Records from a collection
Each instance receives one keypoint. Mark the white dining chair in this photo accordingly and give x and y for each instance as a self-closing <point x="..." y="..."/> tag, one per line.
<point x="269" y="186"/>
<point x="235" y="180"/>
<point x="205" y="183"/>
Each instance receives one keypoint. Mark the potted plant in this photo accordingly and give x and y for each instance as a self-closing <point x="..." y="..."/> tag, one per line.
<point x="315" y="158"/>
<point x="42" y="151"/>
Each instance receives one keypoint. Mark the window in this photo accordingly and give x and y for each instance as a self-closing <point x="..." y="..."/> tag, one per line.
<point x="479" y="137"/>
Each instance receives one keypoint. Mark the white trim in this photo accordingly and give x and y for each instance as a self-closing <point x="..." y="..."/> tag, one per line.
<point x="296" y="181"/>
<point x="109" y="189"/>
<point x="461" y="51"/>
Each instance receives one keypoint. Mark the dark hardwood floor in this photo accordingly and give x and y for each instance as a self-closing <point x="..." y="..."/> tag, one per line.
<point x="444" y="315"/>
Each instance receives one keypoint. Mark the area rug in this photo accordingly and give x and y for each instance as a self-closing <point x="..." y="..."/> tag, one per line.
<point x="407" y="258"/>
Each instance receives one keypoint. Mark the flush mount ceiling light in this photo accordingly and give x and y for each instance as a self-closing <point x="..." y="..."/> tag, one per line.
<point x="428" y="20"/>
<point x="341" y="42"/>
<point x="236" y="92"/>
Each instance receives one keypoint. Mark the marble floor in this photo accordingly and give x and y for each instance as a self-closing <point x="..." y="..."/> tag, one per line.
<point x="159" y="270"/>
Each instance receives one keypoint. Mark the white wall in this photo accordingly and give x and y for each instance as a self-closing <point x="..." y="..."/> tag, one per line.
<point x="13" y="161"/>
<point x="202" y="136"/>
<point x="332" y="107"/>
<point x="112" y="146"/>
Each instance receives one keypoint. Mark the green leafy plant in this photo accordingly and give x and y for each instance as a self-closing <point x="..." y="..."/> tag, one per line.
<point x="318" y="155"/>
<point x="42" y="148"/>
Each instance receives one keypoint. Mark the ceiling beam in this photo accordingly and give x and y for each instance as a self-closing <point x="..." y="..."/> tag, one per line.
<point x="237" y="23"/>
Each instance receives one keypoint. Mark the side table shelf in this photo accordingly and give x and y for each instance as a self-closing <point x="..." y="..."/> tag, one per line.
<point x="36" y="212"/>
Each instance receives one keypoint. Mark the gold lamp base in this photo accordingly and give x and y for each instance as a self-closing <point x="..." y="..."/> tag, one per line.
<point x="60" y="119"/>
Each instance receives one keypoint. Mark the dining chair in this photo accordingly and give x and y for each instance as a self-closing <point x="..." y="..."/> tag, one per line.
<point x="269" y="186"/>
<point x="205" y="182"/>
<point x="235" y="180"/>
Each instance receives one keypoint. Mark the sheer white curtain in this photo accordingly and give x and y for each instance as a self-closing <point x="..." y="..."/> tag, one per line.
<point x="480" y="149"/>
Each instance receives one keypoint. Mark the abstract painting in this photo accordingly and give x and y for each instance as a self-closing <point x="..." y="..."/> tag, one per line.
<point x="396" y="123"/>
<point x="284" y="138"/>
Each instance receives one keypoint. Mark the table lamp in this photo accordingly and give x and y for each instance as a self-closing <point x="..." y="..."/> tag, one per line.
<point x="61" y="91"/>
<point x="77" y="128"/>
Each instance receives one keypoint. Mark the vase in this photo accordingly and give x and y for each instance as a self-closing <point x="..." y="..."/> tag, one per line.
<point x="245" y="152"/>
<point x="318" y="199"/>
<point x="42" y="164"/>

▶ **Prompt**
Would you restate word for word every line from the one holding "Each instance receives one keypoint. Mark the abstract" to the end of the entries, both ends included?

▶ **Written response**
Each instance receives one keypoint. Mark the abstract painting in this photo accordingly and give x and y for each instance as a self-closing <point x="..." y="..."/> tag, one per line.
<point x="396" y="123"/>
<point x="284" y="138"/>
Each instance receives one keypoint. Mark the table lamp in this photo accordingly and give x and y for each instance as a self-closing <point x="..." y="..."/> tag, one per line.
<point x="61" y="91"/>
<point x="77" y="128"/>
Each instance receives one keypoint. Mark the vase in this photo accordingly and give x and y for each instance as a self-closing <point x="..." y="..."/> tag, one per line.
<point x="245" y="152"/>
<point x="318" y="199"/>
<point x="42" y="164"/>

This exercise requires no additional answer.